Text ▸
++++++++++++++++++++

A time to relax the rules on uniforms?

IN 1983, when your correspondent was sharpening his pencils in a classroom in Synge Street School for the Intermediate Cert, …

IN 1983, when your correspondent was sharpening his pencils in a classroom in Synge Street School for the Intermediate Cert, Michael Jackson had just released Thriller and was about to conquer the world. Our conquest was just as important, if more basic, since it involved little more than getting over an essay, a spot of summation and some grammar. But we were hampered by something with which Jackson was not.

He had a single white glove as the symbol of his efforts. We had a scratchy grey woollen jumper, a blue and white tie and grey wool mix trousers. On a hot summer day, they made us itch in places we didn't even know we had. It was like being wrapped in fibreglass - or, worse, suddenly finding you were the focus of major infestation of fleas.

++++++++++++++++++++

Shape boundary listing
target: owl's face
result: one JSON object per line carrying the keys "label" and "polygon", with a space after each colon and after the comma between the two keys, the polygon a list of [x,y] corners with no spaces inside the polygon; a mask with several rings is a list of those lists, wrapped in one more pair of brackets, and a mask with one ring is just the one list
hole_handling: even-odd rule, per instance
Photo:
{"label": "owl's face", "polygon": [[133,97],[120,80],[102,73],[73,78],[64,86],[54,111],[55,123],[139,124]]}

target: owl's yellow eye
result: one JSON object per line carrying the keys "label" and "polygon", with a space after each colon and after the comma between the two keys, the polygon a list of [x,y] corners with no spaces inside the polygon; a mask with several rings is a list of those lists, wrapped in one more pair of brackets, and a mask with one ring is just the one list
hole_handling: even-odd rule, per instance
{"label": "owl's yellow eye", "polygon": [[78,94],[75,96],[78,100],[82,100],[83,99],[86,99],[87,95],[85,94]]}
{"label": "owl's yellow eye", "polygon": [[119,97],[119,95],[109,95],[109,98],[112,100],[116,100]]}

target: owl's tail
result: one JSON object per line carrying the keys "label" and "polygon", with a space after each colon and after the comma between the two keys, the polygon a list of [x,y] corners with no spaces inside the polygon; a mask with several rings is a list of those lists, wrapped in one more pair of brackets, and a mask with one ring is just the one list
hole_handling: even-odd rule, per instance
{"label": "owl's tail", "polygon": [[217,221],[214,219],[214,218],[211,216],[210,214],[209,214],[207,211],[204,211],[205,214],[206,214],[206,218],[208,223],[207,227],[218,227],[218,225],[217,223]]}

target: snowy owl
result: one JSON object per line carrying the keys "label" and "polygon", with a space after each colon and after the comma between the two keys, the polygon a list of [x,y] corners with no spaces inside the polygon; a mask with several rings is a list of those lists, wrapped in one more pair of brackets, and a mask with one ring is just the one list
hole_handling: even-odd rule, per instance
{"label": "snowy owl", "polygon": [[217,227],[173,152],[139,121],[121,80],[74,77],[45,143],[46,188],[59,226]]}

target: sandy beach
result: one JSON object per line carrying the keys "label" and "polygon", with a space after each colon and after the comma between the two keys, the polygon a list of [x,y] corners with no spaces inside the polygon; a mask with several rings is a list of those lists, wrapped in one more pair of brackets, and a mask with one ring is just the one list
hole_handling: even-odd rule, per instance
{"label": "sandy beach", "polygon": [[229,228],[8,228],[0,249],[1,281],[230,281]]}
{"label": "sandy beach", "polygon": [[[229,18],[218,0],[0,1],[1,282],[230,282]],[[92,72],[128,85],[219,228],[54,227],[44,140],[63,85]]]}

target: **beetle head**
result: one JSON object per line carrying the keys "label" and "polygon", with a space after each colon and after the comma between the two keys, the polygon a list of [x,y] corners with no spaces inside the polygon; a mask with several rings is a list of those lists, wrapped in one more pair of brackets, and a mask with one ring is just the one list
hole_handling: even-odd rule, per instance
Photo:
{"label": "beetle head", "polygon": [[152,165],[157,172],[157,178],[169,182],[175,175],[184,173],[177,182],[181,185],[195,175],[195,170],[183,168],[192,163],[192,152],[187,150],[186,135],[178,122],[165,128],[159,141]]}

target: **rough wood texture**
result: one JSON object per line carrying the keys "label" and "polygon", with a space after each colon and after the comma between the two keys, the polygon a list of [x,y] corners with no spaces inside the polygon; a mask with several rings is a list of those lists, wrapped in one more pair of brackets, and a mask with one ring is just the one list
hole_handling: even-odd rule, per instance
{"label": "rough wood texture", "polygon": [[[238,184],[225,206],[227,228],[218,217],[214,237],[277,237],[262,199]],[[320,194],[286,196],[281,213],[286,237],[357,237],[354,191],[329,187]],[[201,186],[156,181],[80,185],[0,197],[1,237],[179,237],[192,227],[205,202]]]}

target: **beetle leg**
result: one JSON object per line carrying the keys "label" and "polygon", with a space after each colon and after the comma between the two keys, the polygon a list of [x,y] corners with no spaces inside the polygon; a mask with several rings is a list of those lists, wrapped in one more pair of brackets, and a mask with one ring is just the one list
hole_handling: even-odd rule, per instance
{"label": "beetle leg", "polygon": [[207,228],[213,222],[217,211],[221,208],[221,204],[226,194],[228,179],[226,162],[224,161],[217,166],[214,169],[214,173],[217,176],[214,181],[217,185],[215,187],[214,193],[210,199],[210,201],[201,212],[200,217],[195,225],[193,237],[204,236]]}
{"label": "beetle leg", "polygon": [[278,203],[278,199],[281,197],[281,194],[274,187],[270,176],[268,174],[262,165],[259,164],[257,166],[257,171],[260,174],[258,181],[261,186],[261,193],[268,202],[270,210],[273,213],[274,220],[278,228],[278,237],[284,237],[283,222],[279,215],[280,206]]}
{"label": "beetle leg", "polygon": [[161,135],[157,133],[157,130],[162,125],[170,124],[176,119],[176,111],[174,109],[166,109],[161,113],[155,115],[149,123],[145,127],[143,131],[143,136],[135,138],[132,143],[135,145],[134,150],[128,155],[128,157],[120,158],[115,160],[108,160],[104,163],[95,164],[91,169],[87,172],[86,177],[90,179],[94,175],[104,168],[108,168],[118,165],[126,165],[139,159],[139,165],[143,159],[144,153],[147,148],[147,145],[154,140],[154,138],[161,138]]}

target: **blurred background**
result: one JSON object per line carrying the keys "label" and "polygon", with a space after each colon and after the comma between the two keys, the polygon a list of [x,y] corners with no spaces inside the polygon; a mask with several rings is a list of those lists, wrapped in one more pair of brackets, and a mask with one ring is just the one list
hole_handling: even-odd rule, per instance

++++++++++++++++++++

Requirement A ▸ Tally the lines of the listing above that contain the string "target", and give only that number.
Requirement B ▸ Extend the piece on school uniforms above, starting right after its final sentence.

Output A ▸ 9

Output B ▸
"You can't be comfortable," says Evelyn O'Neill, a Transition Year student in Loreto Beaufort, Rathfarnham, Dublin, who sat her Junior Cert last year. "My uniform is too itchy and scratchy," she says. "It can distract you. It makes you more tense - and it doesn't make you perform any better."

A student of Muckross College, Donnybrook, Dublin, who sat her exams in uniform last year, found it "easier to go in in jeans." By contrast Andrew Keane, who sat his Junior Cert last year at St Mary's, Rathmines, Dublin, didn't find the uniform a particular distraction: "You're too concerned about the exams to worry about it."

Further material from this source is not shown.